=== Your tasks ===
**a.** List every event the community news recap says was canceled.
**b.** Reproduce a passage from the community news recap character for character, beginning at the words "Canada Day, Riverboat" and stopping after "it was going.".
**c.** Answer these questions using the community news recap:
(i) What were the two new stores coming to the mall?
(ii) Who is the manager of Gilwood Golf Club?
(iii) In which week of May did the Stage 1 Re-launch happen?

=== Source document ===
###

Canada Day, Riverboat Daze, the North Country Fair – all were victims of the COVID-19 situation and their cancelations were announced in May. With nothing much in the way of community events going on, parks and walking trails became noticeably busier than usual as the weather warmed up. A helicopter lifting equipment onto the roof of the downtown mall turned into an impromptu community event, with people lined up in their vehicles for the show.
Speaking of the mall, we learned in May that two new stores were coming there. Renovation work got into full swing for what would end up being Dollarama and Pet Valu.
Happy news in May from Gilwood Golf Club, when the province relented in its restrictions to allow golf courses to open, with some modifications. “Terrific!” was manager Tony Griffi’s answer to a question about how it was going.
Big news in the third week of May was the Stage 1 Re-launch, which allowed some businesses to get back to something like normal operations following the COVID shutdown. Some local businesses, however, said they weren’t going to rush into anything.

###

=== Dataset records ===
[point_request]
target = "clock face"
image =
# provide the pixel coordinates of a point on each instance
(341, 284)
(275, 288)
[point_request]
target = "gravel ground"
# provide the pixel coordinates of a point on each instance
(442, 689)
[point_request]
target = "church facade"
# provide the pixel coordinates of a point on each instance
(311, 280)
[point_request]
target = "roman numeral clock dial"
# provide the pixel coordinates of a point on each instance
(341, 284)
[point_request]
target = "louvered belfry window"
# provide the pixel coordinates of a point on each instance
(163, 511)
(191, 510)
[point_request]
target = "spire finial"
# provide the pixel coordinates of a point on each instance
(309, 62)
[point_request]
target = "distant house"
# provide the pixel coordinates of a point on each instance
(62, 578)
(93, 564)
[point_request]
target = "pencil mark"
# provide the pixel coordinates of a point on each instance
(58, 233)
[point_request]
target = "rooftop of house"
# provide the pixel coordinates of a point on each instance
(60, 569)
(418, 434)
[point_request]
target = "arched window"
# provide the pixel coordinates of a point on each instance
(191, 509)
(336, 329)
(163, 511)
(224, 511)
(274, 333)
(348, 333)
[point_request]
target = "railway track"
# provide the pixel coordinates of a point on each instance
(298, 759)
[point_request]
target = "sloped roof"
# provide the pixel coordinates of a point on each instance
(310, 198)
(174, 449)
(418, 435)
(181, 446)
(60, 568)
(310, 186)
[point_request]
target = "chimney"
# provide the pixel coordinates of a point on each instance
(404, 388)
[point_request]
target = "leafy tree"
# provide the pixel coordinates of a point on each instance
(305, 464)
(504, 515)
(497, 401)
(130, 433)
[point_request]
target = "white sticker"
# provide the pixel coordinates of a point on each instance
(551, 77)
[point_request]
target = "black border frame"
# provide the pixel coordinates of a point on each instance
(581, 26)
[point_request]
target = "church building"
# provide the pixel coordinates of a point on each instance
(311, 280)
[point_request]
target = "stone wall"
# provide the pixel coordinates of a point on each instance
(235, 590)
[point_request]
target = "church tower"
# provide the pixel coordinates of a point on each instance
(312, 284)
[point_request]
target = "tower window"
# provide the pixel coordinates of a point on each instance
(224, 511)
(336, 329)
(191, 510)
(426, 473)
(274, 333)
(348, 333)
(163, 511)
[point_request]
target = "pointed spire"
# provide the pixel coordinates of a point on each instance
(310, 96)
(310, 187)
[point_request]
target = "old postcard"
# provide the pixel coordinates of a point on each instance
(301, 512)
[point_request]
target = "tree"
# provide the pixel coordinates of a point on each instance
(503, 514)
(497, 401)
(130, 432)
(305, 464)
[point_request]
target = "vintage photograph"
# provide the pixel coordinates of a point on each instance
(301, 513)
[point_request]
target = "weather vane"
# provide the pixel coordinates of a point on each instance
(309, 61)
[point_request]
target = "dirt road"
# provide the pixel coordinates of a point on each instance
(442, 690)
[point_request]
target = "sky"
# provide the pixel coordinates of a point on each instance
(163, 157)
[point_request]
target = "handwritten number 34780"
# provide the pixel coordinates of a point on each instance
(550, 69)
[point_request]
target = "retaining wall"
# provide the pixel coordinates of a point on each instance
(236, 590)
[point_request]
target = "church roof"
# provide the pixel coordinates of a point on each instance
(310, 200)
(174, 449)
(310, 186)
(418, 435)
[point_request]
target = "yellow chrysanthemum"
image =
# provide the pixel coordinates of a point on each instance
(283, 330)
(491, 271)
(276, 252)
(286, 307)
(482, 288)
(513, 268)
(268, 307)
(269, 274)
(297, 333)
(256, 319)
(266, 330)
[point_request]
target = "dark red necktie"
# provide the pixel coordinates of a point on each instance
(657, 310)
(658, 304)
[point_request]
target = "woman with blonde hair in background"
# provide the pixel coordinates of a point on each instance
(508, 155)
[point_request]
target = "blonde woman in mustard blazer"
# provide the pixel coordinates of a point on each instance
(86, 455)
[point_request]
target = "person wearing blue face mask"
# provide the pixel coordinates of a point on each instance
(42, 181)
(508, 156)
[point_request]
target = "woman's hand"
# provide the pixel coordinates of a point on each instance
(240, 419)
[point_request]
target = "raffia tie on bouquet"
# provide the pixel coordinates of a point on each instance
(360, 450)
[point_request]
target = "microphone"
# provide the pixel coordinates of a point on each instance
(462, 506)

###

=== Task responses ===
**a.**
Canada Day
Riverboat Daze
the North Country Fair

**b.**
Canada Day, Riverboat Daze, the North Country Fair – all were victims of the COVID-19 situation and their cancelations were announced in May. With nothing much in the way of community events going on, parks and walking trails became noticeably busier than usual as the weather warmed up. A helicopter lifting equipment onto the roof of the downtown mall turned into an impromptu community event, with people lined up in their vehicles for the show.
Speaking of the mall, we learned in May that two new stores were coming there. Renovation work got into full swing for what would end up being Dollarama and Pet Valu.
Happy news in May from Gilwood Golf Club, when the province relented in its restrictions to allow golf courses to open, with some modifications. “Terrific!” was manager Tony Griffi’s answer to a question about how it was going.

**c.**
(i) Dollarama and Pet Valu
(ii) Tony Griffi
(iii) The third week of May